* _Excerpt provided_:

First Insights into the Syntax of Slovene Student Writing: A Statistical Analysis of Šolar 3.0 vs. Učbeniki 1.0

Tina Munda, Špela Arhar Holdt


Abstract
This study investigates the syntactic features of Slovene student writing by comparing essays from the Šolar 3.0 corpus (ages 13–19; primary and secondary school levels) with textbook texts from the Učbeniki 1.0 corpus aligned to the same educational stages. We apply quantitative syntactic analysis at two complementary levels: clause-type frequency (coordination, parataxis, and four types of subordination) and tree-based syntactic complexity measures (number of clauses, clauses per T-unit, and maximum parse-tree depth). Results show that students heavily rely on coordination and specific subordinate clauses (especially object and adverbial), producing more clauses per sentence and per T-unit than textbooks. However, their sentences tend to exhibit flatter syntactic structures, with shallower embedding in primary school and only modest increases in tree depth by secondary school. These findings reveal a divergence between surface-level complexity and hierarchical depth, highlighting developmental trends and instructional targets in written syntactic maturity. We conclude by discussing implications for syntactic development and directions for future research.

* _Direction A_: In the abstract, which two kinds of subordinate clause do students rely on most?

* _Records for the exercise_:
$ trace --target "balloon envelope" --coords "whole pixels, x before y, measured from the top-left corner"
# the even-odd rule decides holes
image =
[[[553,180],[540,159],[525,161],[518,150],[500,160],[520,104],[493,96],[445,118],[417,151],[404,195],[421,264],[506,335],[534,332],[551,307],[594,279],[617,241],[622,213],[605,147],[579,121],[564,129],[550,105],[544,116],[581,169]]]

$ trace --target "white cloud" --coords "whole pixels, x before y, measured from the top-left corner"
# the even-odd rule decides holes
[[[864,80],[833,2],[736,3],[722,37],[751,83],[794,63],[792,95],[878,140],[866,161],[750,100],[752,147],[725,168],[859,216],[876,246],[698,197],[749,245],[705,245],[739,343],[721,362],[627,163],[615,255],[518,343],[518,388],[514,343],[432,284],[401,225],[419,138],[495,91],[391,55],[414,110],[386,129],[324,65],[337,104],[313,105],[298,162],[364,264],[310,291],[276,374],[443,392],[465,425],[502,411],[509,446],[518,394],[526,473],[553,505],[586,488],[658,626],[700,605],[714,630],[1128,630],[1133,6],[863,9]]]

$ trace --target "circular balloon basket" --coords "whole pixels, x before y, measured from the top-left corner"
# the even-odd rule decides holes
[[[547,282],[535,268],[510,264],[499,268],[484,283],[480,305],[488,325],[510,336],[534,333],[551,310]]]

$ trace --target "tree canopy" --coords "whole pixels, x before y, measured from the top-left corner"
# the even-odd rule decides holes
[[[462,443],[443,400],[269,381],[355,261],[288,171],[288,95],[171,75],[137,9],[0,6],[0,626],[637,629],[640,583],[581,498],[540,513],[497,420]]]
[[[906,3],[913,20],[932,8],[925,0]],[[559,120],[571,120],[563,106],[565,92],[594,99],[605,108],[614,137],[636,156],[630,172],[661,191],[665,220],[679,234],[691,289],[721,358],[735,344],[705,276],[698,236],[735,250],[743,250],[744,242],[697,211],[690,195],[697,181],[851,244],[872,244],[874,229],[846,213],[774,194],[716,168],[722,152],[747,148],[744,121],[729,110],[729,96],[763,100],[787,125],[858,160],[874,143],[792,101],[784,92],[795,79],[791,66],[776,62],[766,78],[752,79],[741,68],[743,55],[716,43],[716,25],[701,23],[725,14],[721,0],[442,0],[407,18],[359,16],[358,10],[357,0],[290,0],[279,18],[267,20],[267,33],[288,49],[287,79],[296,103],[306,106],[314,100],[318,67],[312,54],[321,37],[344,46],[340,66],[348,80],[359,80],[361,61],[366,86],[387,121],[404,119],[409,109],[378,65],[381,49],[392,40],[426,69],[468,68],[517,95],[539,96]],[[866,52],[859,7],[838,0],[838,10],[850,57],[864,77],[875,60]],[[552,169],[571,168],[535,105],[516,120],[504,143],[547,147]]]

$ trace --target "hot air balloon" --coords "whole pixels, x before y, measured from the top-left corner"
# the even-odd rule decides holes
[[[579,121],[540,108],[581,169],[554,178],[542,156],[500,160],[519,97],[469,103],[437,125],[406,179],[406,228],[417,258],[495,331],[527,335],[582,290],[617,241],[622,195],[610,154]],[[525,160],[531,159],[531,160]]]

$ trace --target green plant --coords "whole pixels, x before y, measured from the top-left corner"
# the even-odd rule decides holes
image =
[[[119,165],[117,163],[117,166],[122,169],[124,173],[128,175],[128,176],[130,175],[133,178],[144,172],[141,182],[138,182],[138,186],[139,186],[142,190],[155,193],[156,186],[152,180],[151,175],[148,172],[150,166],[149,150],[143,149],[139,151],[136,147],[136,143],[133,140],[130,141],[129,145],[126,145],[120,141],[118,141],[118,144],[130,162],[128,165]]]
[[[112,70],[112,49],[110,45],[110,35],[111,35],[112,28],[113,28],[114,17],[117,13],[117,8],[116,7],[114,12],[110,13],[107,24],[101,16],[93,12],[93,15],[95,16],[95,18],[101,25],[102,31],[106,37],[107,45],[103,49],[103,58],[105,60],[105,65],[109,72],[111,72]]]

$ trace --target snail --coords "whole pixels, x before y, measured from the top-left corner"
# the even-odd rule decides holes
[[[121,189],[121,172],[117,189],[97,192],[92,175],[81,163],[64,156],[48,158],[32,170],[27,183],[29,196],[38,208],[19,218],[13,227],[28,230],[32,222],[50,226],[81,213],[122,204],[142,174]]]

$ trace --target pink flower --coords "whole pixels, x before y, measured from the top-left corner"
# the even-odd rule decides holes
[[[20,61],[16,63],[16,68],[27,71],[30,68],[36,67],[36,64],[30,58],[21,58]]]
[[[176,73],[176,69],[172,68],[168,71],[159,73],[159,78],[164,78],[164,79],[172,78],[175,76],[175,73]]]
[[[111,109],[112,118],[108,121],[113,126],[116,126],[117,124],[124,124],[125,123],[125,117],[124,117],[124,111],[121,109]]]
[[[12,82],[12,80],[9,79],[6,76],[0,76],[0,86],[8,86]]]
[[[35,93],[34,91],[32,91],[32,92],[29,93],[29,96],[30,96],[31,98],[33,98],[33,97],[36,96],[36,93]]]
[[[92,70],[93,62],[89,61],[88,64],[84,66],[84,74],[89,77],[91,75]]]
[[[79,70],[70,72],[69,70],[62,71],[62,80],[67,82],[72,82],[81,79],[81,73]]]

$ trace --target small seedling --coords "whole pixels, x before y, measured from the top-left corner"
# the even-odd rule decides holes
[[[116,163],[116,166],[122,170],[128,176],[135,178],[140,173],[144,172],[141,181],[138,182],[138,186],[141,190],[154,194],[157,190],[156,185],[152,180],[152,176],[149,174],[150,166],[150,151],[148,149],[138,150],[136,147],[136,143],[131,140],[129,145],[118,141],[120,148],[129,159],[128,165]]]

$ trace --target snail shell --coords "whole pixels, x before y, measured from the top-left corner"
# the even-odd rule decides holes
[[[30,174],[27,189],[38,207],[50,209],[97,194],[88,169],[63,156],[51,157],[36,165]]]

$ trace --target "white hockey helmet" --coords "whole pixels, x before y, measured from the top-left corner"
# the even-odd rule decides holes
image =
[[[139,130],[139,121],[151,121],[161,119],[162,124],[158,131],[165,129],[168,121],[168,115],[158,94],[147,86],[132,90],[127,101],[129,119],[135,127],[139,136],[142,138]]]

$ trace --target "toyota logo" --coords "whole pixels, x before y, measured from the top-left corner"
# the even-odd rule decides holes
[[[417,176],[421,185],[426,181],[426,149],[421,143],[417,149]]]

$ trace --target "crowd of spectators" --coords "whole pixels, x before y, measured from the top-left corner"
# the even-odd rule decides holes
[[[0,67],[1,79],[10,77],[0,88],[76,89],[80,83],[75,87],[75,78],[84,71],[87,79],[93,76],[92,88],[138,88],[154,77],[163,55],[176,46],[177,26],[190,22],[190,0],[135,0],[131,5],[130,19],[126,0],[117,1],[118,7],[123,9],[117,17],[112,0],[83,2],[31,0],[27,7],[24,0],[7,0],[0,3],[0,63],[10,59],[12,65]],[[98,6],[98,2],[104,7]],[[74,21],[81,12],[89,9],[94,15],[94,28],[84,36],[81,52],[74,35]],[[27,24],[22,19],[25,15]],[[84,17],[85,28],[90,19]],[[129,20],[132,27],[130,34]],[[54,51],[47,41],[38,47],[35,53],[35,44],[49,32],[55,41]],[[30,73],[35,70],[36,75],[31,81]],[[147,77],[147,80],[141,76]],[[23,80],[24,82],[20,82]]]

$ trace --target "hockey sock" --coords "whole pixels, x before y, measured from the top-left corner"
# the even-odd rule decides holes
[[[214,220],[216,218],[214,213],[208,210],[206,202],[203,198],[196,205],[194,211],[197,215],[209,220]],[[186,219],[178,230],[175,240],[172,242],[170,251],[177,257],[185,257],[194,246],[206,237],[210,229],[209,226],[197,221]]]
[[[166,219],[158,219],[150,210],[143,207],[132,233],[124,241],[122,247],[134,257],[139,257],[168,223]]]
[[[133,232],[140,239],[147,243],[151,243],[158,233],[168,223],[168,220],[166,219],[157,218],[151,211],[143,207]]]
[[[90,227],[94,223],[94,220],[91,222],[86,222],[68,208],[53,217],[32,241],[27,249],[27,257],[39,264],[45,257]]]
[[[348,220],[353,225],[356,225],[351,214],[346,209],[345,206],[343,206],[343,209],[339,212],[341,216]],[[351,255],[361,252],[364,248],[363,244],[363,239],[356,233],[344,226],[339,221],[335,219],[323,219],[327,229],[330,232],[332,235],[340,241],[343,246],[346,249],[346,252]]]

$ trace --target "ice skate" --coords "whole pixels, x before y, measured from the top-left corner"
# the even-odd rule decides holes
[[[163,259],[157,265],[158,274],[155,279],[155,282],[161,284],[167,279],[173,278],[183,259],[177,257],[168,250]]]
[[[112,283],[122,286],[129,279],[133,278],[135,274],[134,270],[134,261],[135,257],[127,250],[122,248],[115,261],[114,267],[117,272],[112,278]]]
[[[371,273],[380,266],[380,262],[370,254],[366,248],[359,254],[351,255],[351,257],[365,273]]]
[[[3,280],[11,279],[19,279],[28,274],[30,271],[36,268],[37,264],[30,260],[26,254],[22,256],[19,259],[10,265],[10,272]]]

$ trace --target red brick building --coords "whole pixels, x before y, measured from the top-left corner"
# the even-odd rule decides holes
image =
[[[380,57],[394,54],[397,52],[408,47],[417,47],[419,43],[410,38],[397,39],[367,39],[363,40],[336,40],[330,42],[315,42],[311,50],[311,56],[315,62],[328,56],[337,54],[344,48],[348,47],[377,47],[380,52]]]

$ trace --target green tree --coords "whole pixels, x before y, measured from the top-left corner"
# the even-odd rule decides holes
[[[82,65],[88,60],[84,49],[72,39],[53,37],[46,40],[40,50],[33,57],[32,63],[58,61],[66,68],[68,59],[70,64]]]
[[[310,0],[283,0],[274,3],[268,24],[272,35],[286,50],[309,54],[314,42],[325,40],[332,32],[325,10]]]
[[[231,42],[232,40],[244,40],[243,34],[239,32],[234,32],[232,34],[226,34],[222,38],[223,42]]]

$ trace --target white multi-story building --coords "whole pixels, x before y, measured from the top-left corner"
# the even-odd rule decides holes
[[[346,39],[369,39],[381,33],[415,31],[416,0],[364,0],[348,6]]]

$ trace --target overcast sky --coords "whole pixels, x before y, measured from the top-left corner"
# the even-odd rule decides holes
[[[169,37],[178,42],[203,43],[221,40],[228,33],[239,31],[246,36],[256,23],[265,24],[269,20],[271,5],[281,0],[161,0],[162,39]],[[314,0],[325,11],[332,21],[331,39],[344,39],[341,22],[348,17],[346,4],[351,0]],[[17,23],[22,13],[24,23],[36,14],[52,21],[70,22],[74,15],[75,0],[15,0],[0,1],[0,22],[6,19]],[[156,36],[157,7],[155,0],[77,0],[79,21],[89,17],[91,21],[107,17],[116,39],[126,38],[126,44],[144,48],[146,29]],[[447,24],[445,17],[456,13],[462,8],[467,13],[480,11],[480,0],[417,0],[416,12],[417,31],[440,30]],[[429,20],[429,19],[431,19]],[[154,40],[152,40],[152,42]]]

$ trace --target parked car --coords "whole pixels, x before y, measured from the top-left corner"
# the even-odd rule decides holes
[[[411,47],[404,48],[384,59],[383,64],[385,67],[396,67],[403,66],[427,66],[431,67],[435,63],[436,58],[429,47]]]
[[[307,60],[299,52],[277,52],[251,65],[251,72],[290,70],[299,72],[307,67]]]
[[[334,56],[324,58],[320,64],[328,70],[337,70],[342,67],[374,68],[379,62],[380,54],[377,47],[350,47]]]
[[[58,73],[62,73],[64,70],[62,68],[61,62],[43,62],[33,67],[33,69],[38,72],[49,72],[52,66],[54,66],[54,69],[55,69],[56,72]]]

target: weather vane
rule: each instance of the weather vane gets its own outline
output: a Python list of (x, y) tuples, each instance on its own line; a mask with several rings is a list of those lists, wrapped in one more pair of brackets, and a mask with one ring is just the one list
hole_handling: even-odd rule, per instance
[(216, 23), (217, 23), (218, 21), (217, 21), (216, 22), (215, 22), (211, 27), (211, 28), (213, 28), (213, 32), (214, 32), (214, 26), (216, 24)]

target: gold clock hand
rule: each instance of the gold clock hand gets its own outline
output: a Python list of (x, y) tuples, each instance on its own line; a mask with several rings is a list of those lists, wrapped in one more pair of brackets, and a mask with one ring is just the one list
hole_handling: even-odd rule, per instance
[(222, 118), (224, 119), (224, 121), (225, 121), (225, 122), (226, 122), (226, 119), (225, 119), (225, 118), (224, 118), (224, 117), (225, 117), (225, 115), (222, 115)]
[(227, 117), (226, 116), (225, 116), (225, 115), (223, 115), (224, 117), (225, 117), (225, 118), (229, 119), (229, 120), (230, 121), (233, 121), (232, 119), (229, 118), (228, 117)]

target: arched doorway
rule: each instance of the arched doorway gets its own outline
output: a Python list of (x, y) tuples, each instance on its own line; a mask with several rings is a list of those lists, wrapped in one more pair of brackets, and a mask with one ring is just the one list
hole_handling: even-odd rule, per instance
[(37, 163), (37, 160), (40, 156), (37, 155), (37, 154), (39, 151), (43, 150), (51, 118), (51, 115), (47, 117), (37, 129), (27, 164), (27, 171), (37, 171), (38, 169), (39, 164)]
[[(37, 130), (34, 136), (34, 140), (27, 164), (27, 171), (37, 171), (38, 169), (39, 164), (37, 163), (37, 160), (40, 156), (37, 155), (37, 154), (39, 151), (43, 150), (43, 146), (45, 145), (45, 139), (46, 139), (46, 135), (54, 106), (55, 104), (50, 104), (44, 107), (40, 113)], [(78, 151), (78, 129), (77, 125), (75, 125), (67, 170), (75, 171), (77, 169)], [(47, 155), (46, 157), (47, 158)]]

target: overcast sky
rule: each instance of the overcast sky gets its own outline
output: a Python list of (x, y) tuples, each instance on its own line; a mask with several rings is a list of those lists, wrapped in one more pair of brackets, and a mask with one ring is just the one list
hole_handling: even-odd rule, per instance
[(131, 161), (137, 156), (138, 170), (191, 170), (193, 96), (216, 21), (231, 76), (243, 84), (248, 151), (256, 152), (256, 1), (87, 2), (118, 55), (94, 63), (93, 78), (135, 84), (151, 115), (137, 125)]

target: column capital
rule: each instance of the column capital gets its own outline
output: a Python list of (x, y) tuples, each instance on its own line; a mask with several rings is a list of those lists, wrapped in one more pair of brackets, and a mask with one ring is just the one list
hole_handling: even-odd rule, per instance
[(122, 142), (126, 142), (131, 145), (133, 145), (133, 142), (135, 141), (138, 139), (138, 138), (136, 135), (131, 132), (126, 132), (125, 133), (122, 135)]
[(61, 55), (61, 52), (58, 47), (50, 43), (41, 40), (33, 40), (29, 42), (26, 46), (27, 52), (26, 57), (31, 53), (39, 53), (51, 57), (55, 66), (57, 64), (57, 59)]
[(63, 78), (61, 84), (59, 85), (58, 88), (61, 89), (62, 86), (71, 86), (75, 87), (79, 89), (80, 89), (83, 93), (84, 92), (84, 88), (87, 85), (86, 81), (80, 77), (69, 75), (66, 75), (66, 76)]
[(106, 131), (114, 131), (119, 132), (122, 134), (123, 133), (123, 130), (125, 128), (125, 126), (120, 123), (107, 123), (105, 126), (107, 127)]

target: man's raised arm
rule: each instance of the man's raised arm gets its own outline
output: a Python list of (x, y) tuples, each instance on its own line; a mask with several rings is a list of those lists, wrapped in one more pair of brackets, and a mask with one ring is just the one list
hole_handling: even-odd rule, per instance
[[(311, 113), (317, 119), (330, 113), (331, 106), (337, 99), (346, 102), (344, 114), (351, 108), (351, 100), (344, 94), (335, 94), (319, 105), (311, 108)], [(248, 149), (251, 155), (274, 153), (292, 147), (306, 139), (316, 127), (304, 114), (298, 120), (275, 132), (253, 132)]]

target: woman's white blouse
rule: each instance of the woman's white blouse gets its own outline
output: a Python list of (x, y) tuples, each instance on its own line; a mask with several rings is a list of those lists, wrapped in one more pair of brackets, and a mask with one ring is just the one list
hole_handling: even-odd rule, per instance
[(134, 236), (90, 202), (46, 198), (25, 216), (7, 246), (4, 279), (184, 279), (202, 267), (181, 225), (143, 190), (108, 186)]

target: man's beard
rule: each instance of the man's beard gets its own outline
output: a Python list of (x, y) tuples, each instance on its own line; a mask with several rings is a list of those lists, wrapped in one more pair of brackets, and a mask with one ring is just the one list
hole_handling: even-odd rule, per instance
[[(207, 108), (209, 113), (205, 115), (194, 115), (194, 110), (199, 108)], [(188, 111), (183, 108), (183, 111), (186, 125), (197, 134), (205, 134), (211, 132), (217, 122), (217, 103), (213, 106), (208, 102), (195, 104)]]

* _Direction B_: How many lines in the rows contain the word "building"? Give only the number.

* _Written solution A_: Object and adverbial clauses.

* _Written solution B_: 2